REQUIREMENTS:
Starting with the line that contains "Target: wall sconce" and going on through the final line of the entries below, return those lines unchanged, both ends included.

DATA PROVIDED:
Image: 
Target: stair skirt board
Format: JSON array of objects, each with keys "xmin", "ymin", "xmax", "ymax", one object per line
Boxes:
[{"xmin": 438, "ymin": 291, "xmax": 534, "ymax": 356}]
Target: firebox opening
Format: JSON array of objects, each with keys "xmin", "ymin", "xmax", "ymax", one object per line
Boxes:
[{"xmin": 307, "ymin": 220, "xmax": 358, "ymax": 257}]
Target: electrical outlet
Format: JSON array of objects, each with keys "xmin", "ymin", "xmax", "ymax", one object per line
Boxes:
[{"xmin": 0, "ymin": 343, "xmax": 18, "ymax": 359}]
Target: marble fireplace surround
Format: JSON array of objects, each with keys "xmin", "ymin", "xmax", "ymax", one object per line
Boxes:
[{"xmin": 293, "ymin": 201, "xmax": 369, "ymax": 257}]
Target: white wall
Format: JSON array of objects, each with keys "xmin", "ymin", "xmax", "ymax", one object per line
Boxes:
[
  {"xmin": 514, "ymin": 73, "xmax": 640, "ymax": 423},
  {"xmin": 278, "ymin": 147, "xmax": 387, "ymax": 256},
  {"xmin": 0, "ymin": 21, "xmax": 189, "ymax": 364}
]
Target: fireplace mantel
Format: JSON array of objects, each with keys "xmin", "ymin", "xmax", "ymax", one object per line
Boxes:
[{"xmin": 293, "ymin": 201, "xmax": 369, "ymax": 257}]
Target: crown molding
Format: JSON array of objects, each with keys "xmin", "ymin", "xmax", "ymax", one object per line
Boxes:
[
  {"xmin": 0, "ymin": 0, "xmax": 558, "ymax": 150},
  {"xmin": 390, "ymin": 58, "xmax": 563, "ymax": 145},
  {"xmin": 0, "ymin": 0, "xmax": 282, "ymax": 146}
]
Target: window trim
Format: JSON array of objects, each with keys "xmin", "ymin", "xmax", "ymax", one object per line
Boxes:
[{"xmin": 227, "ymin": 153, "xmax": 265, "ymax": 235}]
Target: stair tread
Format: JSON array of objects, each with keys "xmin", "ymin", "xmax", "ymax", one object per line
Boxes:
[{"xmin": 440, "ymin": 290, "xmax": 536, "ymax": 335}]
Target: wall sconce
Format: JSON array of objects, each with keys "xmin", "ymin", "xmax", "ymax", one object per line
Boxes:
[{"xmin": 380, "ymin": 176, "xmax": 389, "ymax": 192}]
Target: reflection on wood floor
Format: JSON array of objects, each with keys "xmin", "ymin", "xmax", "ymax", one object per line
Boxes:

SOLUTION TO THIS PROBLEM:
Target: wall sconce
Format: JSON array of objects, each with keys "xmin", "ymin", "xmax", "ymax", one object per line
Boxes:
[{"xmin": 380, "ymin": 176, "xmax": 389, "ymax": 192}]
Target: reflection on wood floor
Format: JSON array of objects, each with keys "xmin", "ymin", "xmax", "ymax", one object per line
Boxes:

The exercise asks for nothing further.